Retype every entry precisely and keep each line whole.

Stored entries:
-------------------------

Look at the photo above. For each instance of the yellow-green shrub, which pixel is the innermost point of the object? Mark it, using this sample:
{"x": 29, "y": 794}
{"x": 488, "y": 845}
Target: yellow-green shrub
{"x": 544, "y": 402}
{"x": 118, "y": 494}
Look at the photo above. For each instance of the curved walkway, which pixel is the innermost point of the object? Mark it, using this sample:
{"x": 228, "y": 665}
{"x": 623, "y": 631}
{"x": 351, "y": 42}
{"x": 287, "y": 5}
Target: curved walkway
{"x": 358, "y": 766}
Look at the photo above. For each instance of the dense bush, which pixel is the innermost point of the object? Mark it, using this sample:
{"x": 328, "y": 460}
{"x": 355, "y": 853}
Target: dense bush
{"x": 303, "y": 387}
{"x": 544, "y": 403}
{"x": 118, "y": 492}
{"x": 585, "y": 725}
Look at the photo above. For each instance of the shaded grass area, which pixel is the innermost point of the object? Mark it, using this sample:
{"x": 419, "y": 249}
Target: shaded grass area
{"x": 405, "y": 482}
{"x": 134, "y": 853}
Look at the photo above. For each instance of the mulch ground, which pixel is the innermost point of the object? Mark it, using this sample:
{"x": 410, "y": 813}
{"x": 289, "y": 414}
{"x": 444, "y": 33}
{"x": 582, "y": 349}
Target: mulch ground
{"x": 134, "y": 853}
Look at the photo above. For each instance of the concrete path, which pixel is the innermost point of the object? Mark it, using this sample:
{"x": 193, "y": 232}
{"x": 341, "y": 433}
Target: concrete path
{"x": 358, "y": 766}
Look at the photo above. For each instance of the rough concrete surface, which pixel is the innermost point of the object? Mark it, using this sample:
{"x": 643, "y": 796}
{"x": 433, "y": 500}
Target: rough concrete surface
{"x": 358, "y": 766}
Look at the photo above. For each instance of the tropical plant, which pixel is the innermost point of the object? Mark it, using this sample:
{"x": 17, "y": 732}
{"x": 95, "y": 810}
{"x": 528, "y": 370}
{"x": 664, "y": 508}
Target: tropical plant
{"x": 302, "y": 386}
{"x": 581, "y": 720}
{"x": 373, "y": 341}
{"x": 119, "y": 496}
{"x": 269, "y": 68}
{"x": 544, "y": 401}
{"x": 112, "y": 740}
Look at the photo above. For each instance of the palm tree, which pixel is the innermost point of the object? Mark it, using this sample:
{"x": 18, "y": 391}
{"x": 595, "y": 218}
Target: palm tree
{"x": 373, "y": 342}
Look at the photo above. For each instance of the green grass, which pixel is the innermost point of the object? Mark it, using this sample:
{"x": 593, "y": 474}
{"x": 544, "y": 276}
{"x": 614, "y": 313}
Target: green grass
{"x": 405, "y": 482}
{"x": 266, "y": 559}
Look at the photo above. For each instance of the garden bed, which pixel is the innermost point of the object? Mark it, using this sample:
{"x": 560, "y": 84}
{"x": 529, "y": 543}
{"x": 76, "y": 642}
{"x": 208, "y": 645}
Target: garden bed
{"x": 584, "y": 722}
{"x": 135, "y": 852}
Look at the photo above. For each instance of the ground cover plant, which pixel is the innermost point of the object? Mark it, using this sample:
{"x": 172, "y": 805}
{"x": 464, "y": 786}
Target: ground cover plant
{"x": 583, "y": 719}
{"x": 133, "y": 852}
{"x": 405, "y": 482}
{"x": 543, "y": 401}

-------------------------

• Task solution
Look at the photo above. For each instance of the yellow-green shrub, which pixel is the innermost point of the object? Mark it, using this sample:
{"x": 29, "y": 794}
{"x": 488, "y": 845}
Target: yellow-green shrub
{"x": 544, "y": 402}
{"x": 118, "y": 494}
Look at the photo above. For each instance of the curved walkway, which pixel is the innermost point of the object? Mark it, using this sample:
{"x": 228, "y": 665}
{"x": 623, "y": 631}
{"x": 351, "y": 42}
{"x": 287, "y": 5}
Target: curved walkway
{"x": 358, "y": 766}
Look at the photo above. For each instance of the dense bush, which pixel is the innermost point of the object? Mark it, using this sample:
{"x": 328, "y": 460}
{"x": 355, "y": 853}
Target: dense bush
{"x": 303, "y": 387}
{"x": 544, "y": 403}
{"x": 118, "y": 492}
{"x": 585, "y": 725}
Look at the photo above. For each instance of the shaded grass area, which pixel is the innermost point of the object? Mark it, using this sample:
{"x": 419, "y": 249}
Target: shaded grass area
{"x": 405, "y": 482}
{"x": 134, "y": 853}
Look at the photo above. For each instance of the mulch ground, which pixel is the innermost point of the object? Mark it, using this sample:
{"x": 410, "y": 813}
{"x": 289, "y": 414}
{"x": 444, "y": 33}
{"x": 582, "y": 349}
Target: mulch ground
{"x": 134, "y": 853}
Look at the photo above. For each instance of the concrete path, which pixel is the innermost point of the object? Mark it, using this sample:
{"x": 193, "y": 232}
{"x": 341, "y": 433}
Target: concrete path
{"x": 358, "y": 766}
Look at the photo above. For each instance of the rough concrete surface, which pixel is the innermost point of the object? Mark it, using this sample:
{"x": 643, "y": 796}
{"x": 433, "y": 500}
Target: rough concrete surface
{"x": 358, "y": 766}
Look at the photo above. For each instance of the tropical plant, which pixel is the innermost point of the object? Mark it, using this sample:
{"x": 17, "y": 732}
{"x": 95, "y": 810}
{"x": 528, "y": 370}
{"x": 664, "y": 508}
Target: tropical plant
{"x": 302, "y": 386}
{"x": 581, "y": 720}
{"x": 373, "y": 341}
{"x": 119, "y": 496}
{"x": 269, "y": 68}
{"x": 544, "y": 401}
{"x": 112, "y": 740}
Look at the photo above. For each instance of the palm tree, which pixel is the innermost point of the object? Mark it, using this sample:
{"x": 18, "y": 391}
{"x": 595, "y": 218}
Target: palm tree
{"x": 373, "y": 342}
Look at the photo above. For each instance of the green grass, which pixel is the innermost point of the object? Mark it, using this sample:
{"x": 593, "y": 474}
{"x": 544, "y": 276}
{"x": 614, "y": 313}
Target: green grass
{"x": 405, "y": 482}
{"x": 266, "y": 559}
Look at the photo above. For each instance of the garden bed, which pixel is the innermost point of the object? Mark it, using this sample:
{"x": 560, "y": 84}
{"x": 529, "y": 543}
{"x": 76, "y": 642}
{"x": 208, "y": 645}
Target: garden bed
{"x": 584, "y": 722}
{"x": 135, "y": 852}
Look at the photo above. For each instance of the ground cover plant, which pixel is the innermost point of the object? Mark it, using this sample:
{"x": 172, "y": 805}
{"x": 464, "y": 786}
Target: ground cover plant
{"x": 583, "y": 719}
{"x": 133, "y": 852}
{"x": 405, "y": 482}
{"x": 543, "y": 401}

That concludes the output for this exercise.